◆ **EXCERPTED PASSAGE**
━━━━━━

You are viewing a plain text version of this content. The canonical link for it is here.
Posted to dev@impala.apache.org by Barnabás Maidics <ba...@cloudera.com.INVALID> on 2018/08/01 14:01:02 UTC
Re: hadoop.fs.Path impacts on Impala
On Wed, Aug 1, 2018 at 11:17 AM Barnabás Maidics <
barnabas.maidics@cloudera.com> wrote:
> Hi Everyone!
>
> I'm an intern at Cloudera and analysing where the memory goes in Hive. I
> was looking at a heapdump with many partitions, and found a memory waste,
> that comes from HDFS.

━━━━━━

◆ **Dataset rows showing where objects appear**
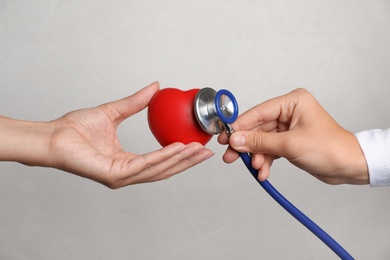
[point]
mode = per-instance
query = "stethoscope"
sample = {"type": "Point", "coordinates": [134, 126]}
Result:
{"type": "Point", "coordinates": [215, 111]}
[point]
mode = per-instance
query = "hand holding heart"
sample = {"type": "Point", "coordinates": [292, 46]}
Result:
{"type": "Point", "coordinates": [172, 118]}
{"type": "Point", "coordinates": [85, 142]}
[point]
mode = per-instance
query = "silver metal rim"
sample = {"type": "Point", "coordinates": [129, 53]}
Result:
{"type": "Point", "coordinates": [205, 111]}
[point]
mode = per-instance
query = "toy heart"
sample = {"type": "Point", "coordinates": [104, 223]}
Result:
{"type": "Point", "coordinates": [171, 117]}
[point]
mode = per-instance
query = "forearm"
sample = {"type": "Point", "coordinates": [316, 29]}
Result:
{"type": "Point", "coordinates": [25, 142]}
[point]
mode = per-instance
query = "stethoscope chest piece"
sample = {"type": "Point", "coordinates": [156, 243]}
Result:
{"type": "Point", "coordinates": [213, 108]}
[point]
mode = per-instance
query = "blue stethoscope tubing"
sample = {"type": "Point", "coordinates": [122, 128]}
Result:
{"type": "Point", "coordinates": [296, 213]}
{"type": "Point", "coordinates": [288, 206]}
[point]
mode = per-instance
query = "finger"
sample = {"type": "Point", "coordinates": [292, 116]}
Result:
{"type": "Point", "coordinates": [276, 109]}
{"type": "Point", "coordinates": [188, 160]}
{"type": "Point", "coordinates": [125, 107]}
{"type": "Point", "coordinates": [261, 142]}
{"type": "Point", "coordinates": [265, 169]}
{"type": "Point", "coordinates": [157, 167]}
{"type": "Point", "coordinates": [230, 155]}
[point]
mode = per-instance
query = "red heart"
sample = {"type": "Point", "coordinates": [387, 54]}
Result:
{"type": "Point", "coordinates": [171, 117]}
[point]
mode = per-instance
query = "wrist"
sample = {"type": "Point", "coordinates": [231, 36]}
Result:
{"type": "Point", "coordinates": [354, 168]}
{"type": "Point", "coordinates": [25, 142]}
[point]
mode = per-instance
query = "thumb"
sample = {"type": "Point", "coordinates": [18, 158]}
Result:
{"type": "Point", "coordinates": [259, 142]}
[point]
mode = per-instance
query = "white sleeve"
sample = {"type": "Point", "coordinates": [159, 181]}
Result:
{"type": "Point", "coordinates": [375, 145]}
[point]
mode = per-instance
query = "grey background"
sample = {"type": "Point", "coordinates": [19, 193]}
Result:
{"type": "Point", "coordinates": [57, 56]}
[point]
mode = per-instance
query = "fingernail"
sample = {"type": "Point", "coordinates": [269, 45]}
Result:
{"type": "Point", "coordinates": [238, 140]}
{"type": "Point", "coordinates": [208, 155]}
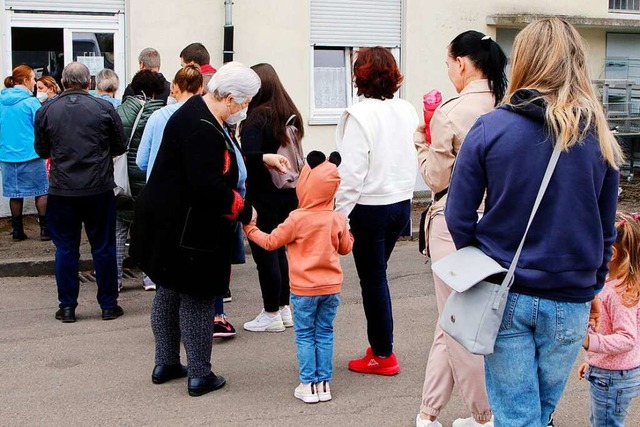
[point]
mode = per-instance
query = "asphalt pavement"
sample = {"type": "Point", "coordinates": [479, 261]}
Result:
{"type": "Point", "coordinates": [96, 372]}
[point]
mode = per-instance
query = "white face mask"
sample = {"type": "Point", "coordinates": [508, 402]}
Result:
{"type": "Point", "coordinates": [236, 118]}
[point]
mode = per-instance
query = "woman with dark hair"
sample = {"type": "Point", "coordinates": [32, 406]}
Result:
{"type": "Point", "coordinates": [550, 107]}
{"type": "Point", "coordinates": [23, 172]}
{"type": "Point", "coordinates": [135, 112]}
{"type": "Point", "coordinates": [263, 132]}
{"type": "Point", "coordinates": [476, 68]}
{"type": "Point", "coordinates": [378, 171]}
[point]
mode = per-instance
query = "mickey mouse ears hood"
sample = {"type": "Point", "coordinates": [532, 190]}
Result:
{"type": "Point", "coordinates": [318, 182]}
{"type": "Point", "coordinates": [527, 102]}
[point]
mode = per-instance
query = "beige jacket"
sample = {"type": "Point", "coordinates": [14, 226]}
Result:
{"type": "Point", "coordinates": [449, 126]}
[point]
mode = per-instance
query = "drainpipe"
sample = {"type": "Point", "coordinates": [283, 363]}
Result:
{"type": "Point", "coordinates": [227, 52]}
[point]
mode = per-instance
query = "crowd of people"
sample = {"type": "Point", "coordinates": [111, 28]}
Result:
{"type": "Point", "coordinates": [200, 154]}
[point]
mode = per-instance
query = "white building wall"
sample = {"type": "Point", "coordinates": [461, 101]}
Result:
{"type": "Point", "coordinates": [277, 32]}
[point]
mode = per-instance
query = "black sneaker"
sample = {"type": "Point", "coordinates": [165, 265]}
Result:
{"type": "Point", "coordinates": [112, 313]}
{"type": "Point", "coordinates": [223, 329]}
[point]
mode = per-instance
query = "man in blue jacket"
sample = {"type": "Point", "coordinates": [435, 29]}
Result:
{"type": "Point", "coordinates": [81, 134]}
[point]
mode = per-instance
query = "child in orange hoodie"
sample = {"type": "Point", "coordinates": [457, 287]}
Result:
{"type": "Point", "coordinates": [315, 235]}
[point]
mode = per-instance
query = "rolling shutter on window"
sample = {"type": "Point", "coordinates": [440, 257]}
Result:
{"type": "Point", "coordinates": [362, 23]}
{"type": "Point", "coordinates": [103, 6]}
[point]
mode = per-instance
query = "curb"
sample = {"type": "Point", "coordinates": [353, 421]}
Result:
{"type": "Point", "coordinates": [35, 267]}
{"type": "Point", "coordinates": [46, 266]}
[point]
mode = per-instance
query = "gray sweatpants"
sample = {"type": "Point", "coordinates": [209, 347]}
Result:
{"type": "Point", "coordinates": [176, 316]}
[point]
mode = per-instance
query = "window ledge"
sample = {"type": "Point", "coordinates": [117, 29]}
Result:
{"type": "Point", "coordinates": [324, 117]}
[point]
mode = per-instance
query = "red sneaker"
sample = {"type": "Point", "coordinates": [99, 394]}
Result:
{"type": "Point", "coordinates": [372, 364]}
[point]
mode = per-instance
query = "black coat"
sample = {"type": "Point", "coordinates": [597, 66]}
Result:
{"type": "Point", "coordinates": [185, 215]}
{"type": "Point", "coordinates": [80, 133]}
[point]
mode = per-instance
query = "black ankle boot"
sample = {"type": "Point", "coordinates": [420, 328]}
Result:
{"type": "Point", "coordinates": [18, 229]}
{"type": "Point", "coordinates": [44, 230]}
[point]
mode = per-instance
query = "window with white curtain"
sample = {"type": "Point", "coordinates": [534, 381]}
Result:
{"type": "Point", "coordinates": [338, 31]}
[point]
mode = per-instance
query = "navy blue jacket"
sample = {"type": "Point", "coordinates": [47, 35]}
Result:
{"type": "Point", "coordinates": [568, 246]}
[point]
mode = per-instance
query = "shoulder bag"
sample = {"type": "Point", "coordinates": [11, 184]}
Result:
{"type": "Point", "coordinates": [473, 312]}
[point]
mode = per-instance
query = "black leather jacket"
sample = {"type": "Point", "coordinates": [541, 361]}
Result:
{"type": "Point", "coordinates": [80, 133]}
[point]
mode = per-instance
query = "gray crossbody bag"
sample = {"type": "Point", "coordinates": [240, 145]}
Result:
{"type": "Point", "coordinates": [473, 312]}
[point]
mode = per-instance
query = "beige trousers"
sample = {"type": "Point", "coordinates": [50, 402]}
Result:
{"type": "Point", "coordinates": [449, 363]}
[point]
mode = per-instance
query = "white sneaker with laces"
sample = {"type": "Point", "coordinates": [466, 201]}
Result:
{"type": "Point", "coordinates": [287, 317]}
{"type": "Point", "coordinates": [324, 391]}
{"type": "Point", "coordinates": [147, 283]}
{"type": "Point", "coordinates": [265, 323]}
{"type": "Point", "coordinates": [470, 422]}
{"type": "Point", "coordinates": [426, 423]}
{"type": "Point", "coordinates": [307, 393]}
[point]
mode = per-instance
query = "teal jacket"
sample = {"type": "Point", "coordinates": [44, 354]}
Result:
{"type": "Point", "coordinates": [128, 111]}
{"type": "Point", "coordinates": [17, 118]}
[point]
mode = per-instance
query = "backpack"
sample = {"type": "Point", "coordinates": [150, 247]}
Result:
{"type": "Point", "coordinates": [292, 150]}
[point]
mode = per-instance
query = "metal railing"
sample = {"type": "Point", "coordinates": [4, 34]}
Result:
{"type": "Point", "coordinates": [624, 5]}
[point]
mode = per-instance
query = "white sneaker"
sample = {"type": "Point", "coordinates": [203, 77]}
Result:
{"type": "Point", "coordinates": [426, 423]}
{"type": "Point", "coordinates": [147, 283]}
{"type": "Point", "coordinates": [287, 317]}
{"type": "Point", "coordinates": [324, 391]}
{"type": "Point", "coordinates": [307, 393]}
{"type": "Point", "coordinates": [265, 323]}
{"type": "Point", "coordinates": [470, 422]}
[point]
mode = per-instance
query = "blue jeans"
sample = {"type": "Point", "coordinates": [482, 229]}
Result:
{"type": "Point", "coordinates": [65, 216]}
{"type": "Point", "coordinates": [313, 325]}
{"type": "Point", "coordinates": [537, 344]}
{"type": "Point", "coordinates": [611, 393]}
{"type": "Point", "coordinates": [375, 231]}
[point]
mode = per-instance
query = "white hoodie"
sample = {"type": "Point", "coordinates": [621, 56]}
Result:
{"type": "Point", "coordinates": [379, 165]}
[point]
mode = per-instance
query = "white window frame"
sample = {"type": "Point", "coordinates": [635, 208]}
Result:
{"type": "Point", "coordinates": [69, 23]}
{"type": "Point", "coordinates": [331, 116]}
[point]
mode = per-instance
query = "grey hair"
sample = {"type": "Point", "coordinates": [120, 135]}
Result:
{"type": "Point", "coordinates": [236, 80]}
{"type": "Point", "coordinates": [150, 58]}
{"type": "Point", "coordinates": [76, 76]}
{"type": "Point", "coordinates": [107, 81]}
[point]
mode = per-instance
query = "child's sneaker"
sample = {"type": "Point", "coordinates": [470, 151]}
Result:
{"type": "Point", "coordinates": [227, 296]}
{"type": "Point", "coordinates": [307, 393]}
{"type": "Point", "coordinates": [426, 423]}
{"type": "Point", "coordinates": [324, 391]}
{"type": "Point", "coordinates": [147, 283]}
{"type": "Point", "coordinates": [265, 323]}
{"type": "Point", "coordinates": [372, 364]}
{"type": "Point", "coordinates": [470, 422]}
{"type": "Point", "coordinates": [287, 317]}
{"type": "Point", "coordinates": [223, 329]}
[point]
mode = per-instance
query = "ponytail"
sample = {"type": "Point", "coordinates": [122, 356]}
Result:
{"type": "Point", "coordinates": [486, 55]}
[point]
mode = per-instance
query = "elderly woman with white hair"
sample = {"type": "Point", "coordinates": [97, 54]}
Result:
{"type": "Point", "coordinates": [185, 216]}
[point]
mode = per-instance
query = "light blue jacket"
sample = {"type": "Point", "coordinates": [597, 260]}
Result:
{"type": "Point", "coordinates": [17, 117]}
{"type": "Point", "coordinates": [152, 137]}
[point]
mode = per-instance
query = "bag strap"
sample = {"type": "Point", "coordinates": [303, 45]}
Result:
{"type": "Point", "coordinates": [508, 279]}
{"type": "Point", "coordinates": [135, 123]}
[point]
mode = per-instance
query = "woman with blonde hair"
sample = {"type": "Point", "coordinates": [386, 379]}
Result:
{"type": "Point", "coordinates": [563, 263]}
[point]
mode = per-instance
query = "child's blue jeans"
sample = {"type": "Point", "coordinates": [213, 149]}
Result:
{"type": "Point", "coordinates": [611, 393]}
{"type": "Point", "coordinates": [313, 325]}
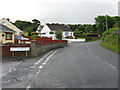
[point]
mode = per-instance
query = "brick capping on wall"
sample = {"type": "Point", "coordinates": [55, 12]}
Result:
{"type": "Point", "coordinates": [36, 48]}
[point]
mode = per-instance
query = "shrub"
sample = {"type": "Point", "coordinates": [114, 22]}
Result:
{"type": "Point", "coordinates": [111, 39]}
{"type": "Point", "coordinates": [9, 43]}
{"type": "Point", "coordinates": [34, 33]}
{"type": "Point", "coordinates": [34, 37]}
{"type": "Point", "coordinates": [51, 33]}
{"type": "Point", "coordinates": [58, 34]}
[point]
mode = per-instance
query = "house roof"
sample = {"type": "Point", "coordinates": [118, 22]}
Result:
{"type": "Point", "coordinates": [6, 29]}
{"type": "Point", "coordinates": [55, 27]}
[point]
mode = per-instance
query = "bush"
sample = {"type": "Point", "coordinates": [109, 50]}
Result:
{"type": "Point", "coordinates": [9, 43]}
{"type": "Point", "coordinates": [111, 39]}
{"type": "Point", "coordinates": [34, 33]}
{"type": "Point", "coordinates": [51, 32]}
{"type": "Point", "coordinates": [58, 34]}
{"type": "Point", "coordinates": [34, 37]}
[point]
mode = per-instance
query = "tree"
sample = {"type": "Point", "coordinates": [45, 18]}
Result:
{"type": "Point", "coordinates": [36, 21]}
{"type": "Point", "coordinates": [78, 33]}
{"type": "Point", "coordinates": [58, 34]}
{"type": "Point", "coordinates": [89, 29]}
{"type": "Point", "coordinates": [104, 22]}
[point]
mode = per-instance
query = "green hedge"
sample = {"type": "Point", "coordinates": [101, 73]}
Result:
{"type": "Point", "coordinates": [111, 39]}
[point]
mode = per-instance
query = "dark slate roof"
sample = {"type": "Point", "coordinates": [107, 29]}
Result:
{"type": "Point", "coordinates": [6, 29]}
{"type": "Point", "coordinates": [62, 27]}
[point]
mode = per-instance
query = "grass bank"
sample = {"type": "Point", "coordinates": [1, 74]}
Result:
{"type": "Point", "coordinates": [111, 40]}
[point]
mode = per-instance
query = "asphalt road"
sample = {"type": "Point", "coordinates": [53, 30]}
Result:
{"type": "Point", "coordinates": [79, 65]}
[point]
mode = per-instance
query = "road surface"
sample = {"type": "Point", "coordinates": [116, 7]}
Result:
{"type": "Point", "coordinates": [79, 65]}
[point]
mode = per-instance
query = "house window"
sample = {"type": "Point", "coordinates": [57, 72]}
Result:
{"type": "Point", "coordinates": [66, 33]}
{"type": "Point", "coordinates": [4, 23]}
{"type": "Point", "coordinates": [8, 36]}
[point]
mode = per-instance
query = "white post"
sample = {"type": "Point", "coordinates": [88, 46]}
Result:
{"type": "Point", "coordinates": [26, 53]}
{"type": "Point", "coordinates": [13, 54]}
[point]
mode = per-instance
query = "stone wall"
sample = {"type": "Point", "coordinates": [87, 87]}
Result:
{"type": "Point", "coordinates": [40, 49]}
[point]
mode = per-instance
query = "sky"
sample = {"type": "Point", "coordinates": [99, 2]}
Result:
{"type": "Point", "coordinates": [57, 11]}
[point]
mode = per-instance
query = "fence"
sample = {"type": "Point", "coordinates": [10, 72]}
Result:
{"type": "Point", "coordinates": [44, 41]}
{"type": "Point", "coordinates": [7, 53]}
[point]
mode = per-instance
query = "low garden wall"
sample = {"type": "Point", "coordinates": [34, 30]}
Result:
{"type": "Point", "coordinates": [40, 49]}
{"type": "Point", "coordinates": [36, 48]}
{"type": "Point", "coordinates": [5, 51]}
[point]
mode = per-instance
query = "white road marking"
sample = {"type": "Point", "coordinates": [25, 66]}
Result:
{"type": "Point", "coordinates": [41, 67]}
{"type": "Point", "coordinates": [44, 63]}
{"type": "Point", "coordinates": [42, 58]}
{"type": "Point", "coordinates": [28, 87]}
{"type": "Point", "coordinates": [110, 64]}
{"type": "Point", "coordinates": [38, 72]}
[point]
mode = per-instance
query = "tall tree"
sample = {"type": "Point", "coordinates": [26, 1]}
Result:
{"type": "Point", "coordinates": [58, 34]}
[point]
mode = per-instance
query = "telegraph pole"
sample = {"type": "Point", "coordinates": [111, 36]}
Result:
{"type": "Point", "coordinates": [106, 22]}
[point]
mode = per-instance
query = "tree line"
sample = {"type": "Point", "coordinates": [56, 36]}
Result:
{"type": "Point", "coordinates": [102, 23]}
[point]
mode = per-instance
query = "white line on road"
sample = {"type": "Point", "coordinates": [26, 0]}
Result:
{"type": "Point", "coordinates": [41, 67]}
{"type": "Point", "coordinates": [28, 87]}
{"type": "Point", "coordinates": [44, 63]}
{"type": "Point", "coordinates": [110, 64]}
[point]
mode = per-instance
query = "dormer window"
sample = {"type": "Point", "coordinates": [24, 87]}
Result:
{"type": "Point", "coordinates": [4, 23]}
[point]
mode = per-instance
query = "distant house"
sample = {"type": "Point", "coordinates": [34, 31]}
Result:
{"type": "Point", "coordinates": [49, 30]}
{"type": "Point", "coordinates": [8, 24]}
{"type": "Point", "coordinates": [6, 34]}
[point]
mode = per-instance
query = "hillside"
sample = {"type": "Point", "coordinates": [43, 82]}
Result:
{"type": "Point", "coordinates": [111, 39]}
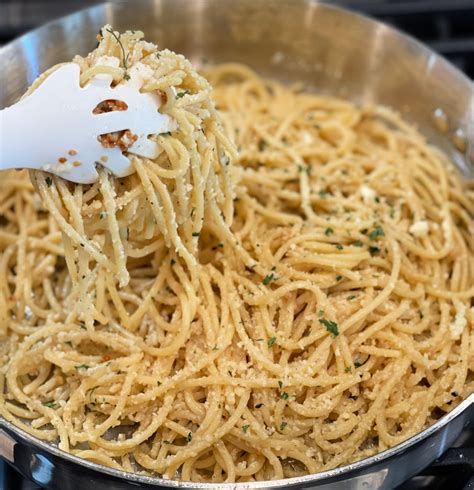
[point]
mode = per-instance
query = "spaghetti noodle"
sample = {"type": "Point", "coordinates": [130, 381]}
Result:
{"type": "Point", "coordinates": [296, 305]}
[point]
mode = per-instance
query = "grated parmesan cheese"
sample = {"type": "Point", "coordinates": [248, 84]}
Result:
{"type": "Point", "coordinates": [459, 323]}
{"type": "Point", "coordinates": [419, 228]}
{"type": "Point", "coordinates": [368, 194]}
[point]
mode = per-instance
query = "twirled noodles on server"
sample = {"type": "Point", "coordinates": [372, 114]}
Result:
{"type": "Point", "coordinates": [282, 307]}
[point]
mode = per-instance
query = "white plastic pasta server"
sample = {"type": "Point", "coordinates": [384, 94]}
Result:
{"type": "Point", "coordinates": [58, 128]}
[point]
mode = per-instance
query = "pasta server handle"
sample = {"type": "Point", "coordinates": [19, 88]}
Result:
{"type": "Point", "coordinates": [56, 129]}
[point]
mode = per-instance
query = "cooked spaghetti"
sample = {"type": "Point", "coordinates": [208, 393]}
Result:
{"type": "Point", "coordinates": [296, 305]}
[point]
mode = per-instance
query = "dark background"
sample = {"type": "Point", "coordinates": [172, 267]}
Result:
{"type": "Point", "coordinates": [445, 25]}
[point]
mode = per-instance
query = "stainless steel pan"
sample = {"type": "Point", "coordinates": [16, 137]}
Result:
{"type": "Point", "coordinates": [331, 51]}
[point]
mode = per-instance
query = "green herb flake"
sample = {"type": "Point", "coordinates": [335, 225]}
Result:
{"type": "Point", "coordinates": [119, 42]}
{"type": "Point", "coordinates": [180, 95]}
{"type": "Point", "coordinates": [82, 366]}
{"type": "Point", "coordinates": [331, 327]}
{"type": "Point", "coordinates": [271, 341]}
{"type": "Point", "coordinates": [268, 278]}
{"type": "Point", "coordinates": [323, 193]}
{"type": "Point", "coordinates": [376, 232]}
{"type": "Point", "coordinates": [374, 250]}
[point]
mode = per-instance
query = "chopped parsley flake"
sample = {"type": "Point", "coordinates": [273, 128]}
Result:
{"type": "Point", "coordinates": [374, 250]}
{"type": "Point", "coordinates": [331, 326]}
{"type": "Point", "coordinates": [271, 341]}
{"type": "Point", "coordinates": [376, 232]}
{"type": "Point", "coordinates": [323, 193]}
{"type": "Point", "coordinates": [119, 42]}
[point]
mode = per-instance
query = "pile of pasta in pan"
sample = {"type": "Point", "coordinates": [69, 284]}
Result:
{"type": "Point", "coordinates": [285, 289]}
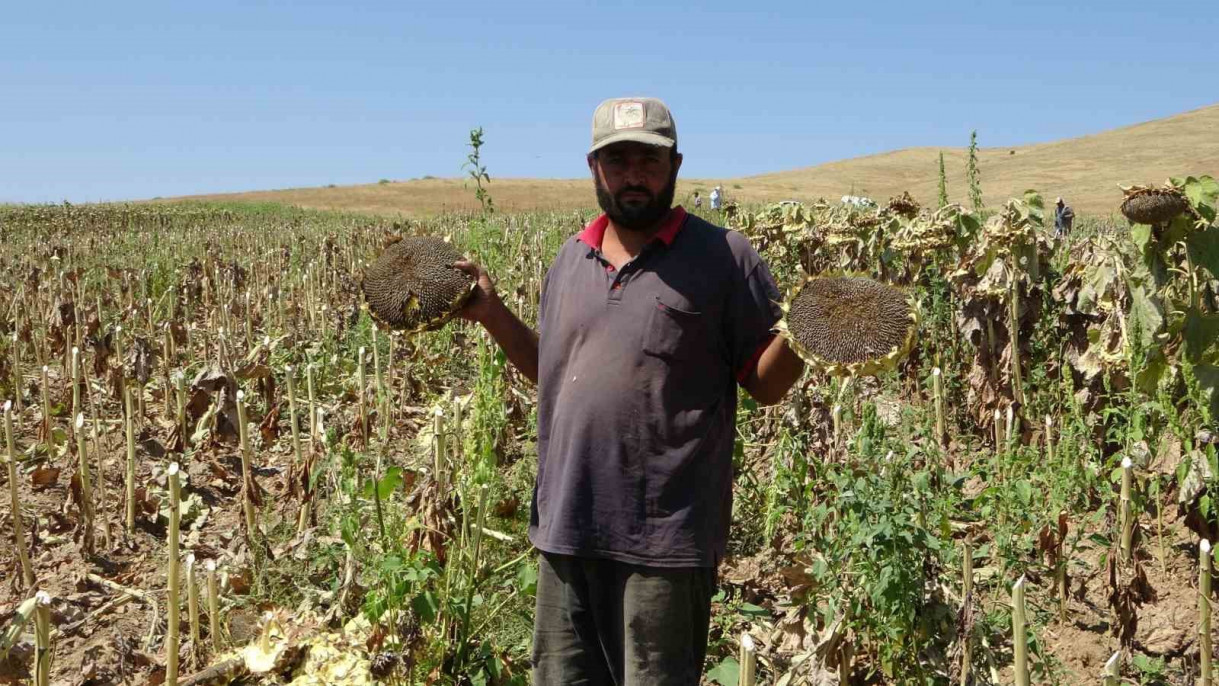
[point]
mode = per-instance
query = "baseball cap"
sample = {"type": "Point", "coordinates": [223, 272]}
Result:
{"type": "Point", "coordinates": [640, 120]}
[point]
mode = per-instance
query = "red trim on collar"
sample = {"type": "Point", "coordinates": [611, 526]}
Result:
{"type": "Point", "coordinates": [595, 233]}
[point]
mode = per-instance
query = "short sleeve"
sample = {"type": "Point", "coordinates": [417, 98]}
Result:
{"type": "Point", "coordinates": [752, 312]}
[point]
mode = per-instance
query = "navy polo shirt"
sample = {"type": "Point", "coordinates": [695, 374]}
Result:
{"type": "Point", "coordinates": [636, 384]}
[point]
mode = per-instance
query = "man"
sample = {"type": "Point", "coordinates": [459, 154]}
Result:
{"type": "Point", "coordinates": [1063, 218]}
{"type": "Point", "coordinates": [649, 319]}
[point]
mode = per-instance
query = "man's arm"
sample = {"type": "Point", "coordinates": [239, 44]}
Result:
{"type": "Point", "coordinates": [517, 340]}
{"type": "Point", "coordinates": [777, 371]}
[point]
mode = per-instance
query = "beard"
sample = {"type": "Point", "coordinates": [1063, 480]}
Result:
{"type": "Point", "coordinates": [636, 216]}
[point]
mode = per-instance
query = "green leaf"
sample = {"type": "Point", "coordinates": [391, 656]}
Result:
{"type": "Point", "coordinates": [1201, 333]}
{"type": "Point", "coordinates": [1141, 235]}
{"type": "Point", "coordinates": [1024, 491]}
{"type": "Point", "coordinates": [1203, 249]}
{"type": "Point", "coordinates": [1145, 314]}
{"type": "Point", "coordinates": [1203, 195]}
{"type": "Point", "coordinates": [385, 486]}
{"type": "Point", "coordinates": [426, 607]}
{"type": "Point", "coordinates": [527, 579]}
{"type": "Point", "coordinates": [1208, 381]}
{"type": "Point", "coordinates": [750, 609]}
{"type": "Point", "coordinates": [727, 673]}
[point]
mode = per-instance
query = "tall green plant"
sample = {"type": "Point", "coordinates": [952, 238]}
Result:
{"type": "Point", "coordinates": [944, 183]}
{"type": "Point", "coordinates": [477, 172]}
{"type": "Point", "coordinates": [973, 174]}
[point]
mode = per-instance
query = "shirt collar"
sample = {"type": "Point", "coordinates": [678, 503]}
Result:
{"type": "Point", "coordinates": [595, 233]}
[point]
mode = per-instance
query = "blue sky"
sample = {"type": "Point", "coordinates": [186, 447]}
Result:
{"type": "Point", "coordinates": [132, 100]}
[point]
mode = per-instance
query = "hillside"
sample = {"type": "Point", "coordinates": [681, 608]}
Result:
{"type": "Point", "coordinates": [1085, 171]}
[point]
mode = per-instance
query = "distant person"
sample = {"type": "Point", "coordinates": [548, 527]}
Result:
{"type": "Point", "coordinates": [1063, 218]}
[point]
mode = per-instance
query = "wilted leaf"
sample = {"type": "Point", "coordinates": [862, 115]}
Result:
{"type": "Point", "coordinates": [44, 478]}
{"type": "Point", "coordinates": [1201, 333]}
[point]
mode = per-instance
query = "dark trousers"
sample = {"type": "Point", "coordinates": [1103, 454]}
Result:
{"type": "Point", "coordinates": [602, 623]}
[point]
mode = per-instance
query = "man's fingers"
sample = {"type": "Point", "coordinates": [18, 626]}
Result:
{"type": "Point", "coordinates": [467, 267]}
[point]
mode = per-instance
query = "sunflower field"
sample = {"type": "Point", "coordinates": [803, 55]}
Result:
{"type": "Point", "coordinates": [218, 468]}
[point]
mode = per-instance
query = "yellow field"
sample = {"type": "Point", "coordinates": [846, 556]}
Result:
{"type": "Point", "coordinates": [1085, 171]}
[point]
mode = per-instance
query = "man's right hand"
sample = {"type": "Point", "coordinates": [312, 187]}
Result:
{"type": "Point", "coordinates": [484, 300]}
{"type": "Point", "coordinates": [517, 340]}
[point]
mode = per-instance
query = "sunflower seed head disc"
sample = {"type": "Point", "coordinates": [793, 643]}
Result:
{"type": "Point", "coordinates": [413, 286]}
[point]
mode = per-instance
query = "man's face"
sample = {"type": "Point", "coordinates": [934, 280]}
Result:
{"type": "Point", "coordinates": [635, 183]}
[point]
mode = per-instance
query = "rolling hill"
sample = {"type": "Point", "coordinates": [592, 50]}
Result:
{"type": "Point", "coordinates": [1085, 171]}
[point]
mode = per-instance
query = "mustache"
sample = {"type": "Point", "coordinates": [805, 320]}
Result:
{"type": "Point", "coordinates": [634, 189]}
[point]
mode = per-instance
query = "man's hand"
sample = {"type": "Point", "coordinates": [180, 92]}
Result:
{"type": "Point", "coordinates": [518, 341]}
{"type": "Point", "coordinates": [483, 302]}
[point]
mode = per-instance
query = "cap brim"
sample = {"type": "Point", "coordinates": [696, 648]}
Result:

━━━━━━

◆ **YOUR TASKS**
**A.** Identify every line of the records that contains the string "metal", and copy each one. Case counts.
**B.** Extend the mailing-list message about memory waste from hadoop.fs.Path, picking up after its final sentence.

◆ **ANSWERS TO THE EXERCISES**
**A.**
query = "silver metal rim"
query = "metal railing"

**B.**
>
> We store paths in hadoop.fs.Path objects. This uses java.net.URI that
> stores almost the same strings in 3 different objects (see image and
> further explanation at the link given below). I think it's a waste of
> memory and it could be reduced by replacing the URI objects. This is why
> I've created an issue on HDFS side (HDFS-13752
> <https://issues.apache.org/jira/browse/HDFS-13752>).
>
> I'm curious if you store these objects (hadoop.fs.Path), and if you do how
> much it effects the overall memory usage of Impala. It may be beneficial
> for you as well, if it can be replaced.
>
> Thanks,
>
> Barnabas Maidics
>
>
Re: hadoop.fs.Path impacts on Impala
Posted by Philip Zeyliger <ph...@cloudera.com.INVALID>.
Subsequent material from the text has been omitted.